Transcribe, word for word, the line containing "[indicate] the nut" and each line following it through the end of the listing below. Omit all other lines.

--- Start Given data ---

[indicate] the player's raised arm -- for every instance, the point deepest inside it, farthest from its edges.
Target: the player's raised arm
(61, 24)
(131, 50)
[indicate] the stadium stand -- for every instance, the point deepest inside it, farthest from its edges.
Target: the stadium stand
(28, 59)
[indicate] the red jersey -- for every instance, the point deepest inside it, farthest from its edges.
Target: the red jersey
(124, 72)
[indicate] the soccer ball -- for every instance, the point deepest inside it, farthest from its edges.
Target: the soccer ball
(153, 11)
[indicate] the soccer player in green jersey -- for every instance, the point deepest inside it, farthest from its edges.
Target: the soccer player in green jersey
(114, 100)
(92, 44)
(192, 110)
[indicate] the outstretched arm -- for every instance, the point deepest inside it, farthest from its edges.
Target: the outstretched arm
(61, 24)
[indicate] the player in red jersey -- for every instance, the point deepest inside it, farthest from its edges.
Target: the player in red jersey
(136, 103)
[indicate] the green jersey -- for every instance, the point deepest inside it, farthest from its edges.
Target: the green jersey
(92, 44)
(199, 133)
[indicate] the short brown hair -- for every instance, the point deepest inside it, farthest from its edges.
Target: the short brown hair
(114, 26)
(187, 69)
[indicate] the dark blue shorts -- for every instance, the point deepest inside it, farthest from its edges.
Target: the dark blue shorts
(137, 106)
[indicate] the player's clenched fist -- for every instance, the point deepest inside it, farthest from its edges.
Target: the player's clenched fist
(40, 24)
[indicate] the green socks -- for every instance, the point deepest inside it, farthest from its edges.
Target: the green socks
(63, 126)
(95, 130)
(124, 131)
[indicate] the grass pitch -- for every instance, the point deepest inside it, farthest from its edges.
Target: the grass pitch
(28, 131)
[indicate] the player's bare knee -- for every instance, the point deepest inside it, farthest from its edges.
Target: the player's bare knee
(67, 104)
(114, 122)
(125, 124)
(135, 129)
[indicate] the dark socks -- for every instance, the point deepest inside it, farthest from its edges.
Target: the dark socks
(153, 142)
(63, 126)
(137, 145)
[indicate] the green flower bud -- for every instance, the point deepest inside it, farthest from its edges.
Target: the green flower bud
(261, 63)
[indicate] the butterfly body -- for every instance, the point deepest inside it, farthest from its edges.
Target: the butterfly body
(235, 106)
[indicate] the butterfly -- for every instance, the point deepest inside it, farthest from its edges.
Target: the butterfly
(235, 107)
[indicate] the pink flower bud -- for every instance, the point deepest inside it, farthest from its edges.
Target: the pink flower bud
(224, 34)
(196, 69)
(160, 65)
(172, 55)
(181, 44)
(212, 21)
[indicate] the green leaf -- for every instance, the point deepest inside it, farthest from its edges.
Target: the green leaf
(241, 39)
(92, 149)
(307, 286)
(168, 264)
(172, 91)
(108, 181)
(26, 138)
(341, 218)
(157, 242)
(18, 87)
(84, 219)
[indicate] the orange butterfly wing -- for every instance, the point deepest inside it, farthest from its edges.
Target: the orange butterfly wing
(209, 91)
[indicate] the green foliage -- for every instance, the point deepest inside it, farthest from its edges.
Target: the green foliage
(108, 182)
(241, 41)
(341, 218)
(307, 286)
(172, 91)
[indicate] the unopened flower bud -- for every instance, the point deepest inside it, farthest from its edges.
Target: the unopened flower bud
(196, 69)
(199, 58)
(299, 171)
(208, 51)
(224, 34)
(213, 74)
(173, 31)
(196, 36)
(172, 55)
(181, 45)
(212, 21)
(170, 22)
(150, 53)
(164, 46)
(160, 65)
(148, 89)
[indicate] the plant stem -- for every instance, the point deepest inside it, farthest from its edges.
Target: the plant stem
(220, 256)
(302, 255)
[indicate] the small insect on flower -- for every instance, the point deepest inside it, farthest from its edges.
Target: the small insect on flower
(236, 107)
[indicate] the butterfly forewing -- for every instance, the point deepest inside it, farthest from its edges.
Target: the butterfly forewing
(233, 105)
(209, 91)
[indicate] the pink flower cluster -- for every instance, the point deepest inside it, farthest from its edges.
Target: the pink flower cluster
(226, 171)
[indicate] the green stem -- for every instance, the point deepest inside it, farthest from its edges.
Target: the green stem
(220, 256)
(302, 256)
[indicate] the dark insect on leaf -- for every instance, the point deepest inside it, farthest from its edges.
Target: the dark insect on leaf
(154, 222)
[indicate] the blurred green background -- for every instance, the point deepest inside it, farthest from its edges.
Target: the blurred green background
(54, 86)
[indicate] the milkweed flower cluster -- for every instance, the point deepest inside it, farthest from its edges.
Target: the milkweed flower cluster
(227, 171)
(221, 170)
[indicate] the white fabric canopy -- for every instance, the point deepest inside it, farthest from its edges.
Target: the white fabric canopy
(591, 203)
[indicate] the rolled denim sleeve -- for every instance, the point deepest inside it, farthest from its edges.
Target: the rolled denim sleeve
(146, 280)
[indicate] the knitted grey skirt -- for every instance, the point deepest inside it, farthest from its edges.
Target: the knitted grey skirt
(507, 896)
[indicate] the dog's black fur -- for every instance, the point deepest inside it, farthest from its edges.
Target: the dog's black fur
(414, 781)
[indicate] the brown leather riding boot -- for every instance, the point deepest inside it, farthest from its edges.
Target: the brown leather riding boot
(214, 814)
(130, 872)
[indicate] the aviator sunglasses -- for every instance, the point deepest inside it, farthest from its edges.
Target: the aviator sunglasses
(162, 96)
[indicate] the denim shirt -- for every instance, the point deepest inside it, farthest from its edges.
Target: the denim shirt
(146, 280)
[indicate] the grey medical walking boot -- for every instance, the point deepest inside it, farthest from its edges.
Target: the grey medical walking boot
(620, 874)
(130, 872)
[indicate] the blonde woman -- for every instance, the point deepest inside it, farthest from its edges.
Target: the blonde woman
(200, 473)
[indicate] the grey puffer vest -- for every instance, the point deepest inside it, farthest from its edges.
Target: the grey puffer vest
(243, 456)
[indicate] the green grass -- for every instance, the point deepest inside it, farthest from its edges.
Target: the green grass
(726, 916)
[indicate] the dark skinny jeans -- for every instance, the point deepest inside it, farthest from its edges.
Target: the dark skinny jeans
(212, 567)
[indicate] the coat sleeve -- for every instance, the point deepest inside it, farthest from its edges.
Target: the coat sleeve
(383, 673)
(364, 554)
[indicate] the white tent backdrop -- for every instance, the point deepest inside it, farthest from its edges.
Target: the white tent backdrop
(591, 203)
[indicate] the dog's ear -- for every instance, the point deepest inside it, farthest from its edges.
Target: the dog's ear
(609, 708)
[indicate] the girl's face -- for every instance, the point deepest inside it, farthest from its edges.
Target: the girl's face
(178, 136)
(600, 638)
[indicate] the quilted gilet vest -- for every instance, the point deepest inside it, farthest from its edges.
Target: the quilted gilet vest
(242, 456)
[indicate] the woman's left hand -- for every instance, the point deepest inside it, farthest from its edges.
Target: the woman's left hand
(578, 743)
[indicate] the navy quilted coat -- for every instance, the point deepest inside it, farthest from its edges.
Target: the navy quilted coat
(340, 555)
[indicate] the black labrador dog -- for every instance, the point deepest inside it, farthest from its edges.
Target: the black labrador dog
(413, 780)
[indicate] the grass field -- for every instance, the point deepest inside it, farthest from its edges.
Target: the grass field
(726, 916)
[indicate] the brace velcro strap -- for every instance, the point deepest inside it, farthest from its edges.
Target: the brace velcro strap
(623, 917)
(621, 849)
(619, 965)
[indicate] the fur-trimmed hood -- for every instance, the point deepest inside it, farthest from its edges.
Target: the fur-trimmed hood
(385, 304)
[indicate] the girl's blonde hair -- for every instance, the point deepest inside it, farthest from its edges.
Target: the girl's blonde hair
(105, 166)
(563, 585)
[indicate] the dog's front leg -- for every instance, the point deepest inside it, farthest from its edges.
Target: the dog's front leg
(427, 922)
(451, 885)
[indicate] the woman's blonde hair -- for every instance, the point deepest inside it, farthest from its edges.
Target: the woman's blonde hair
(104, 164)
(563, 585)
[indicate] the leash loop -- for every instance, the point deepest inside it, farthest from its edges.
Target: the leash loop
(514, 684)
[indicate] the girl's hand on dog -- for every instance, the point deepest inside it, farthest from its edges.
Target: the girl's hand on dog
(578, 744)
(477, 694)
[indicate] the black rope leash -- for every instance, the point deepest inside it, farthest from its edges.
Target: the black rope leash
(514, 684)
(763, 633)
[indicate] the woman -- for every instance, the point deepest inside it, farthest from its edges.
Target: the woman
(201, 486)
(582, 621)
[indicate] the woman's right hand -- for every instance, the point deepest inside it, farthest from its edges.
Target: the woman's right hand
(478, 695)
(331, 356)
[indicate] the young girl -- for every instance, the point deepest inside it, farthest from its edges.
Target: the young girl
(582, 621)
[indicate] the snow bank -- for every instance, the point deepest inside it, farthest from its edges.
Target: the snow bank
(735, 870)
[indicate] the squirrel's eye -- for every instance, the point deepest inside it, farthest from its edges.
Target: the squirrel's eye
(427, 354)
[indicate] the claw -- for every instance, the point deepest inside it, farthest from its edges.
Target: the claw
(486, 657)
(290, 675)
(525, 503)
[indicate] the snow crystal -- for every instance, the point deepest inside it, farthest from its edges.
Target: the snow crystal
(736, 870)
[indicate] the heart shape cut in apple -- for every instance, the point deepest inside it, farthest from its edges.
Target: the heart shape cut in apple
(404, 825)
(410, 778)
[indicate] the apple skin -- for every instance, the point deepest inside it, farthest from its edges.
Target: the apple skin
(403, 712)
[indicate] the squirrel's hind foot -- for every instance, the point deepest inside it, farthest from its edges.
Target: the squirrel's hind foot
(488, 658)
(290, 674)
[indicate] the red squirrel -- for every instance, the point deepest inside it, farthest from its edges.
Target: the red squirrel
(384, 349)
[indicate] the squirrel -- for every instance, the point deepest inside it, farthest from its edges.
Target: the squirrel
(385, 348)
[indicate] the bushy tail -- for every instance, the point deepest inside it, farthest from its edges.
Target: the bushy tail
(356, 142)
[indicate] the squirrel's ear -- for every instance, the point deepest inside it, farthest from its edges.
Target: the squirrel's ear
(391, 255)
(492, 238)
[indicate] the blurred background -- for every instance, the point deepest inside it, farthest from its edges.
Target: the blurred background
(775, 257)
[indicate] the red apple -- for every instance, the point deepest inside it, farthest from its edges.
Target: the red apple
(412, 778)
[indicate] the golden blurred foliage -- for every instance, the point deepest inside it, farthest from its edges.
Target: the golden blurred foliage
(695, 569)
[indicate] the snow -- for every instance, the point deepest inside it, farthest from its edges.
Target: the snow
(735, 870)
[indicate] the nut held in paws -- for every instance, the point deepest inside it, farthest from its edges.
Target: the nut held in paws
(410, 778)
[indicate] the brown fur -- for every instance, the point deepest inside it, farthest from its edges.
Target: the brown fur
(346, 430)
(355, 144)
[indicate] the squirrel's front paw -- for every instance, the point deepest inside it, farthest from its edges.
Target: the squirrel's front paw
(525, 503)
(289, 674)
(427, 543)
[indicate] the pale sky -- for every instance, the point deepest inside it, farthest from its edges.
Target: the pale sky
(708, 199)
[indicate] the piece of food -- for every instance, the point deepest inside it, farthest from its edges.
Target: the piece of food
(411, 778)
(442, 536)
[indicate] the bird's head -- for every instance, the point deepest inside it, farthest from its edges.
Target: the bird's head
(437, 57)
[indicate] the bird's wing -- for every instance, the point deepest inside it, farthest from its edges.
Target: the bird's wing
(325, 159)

--- End Given data ---

Answer to the exercise.
[indicate] the nut held in paws -- for every instance, the point deepest inside it, farthest from its edges.
Target: the nut held in paws
(410, 778)
[indicate] the brown fur -- for every instance, the point deepest inside it, farthest from its edges.
Target: the brown fur
(346, 430)
(355, 144)
[indicate] the squirrel's front paw -- for every instance, the point deepest inside it, farthest from its edges.
Target: the squirrel's front paw
(525, 503)
(289, 674)
(427, 543)
[indicate] the pale sky -- for every instance, the point deepest inside it, farthest from its edges.
Target: the pale sky
(708, 199)
[indicate] the piece of food -- for every instance, the point deepest inside it, farthest from its edges.
Target: the piece of food
(411, 778)
(442, 536)
[indicate] the bird's head -- for every instance, the point deepest inside it, farthest from its edges.
Target: the bird's head
(437, 57)
[indicate] the bird's wing -- for every instance, the point deepest inside it, farthest from its edges.
Target: the bird's wing
(325, 159)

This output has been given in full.